**Source text**
______

I am gonna confess that I do not know, at all, what it feels like to be a black girl

I do not know what it feels like to be a fish.


ah, come on dude, friend, you know what I am saying.


My apologies, I got a little frustrated and it ran into your post.


that is okay, understand,
Have a good afternoon Sol.

 
 Posted:   Apr 5, 2023 - 1:02 PM   
 By:   Yavar Moradi   (Member)

You're a hoot Yavar.

Why thank you.

You keep saying I'm complaining. I'm just stating a fact.

No, you keep bringing up an imaginary "diversity mandate", and keep acting like it's a BAD THING. That is complaining, by any definition of the world. Just own it.

Disney and the other studios have a mandate towards featuring minorities in their films. Go back a couple of years, notes from the studio leaked out and that was one of its main priorities.

______

**Data listing**
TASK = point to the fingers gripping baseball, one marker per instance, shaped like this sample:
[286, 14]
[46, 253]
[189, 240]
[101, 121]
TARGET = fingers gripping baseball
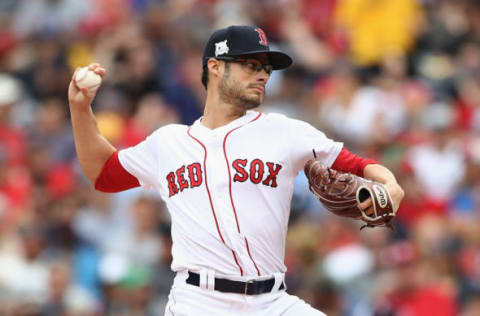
[84, 85]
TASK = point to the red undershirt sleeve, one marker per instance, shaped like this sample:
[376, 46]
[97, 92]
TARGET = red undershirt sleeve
[349, 162]
[114, 178]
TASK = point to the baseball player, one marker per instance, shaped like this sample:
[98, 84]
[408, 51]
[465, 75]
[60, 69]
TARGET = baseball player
[227, 180]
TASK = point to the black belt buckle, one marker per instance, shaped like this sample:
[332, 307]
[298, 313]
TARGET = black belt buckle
[246, 286]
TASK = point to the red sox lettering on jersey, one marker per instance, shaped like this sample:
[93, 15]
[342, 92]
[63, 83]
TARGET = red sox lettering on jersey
[228, 190]
[191, 176]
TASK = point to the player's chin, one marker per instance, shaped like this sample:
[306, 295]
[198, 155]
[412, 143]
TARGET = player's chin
[252, 102]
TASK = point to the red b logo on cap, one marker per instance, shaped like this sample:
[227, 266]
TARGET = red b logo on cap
[263, 36]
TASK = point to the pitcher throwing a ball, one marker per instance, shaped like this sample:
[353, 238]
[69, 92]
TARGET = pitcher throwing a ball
[227, 180]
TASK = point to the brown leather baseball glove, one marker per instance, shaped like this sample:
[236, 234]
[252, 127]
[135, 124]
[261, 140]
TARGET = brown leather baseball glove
[341, 194]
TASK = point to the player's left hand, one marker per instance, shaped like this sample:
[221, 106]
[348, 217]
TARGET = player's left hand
[396, 193]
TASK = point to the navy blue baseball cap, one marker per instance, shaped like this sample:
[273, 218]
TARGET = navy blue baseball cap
[240, 40]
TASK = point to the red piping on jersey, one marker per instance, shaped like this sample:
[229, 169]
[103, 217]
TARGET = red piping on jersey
[210, 196]
[230, 187]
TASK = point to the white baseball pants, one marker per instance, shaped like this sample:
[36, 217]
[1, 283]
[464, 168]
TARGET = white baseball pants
[191, 300]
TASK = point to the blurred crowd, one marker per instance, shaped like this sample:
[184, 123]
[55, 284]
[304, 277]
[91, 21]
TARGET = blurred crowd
[395, 80]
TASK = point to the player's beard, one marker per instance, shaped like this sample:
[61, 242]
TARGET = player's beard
[233, 92]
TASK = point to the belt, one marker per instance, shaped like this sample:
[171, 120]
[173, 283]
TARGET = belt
[229, 286]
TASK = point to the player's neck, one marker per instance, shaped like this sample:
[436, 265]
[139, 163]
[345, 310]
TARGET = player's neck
[218, 113]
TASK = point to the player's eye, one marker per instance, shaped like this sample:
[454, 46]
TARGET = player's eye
[255, 66]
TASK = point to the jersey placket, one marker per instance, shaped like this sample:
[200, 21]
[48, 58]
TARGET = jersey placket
[218, 177]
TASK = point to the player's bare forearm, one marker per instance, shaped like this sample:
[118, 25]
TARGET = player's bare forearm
[379, 173]
[93, 150]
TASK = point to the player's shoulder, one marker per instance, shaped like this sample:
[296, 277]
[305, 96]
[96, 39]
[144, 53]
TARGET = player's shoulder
[272, 117]
[170, 130]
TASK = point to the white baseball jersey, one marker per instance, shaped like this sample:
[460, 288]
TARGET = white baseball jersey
[228, 190]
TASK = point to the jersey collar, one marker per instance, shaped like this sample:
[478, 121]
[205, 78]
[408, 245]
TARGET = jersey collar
[201, 130]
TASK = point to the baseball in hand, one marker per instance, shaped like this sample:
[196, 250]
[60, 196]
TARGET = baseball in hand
[86, 78]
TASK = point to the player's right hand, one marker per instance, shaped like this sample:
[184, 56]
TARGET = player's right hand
[82, 98]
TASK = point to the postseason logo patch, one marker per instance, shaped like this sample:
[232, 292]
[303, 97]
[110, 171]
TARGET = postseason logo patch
[221, 48]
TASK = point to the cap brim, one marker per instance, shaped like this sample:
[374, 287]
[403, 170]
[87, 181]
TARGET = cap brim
[278, 60]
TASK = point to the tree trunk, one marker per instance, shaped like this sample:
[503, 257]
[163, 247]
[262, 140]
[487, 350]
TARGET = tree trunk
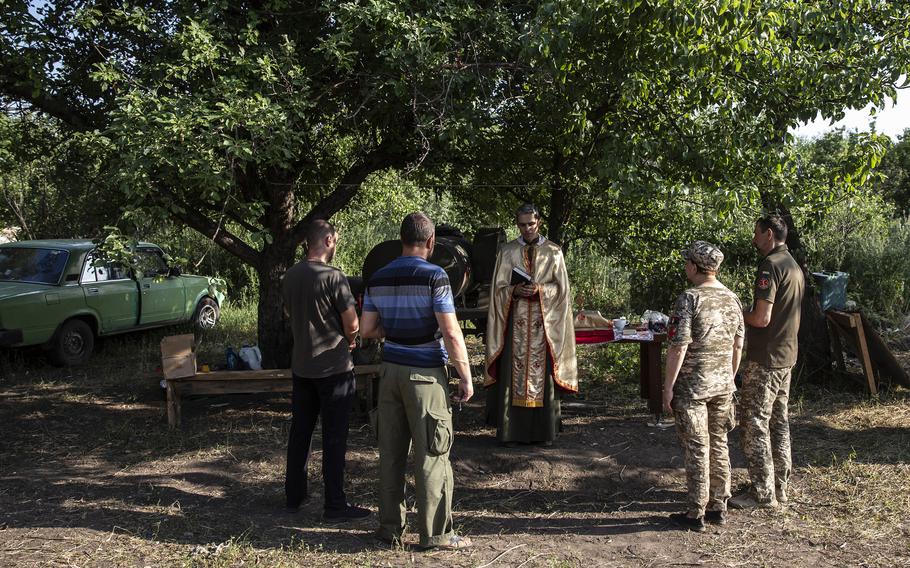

______

**Problem statement**
Revise the forum exchange, starting at the words "My apologies, I" and ending after "Moradi   (Member)", so that "afternoon" is replaced by "evening". The material has no connection to the forum exchange.

**Full solution**
My apologies, I got a little frustrated and it ran into your post.


that is okay, understand,
Have a good evening Sol.

 
 Posted:   Apr 5, 2023 - 1:02 PM   
 By:   Yavar Moradi   (Member)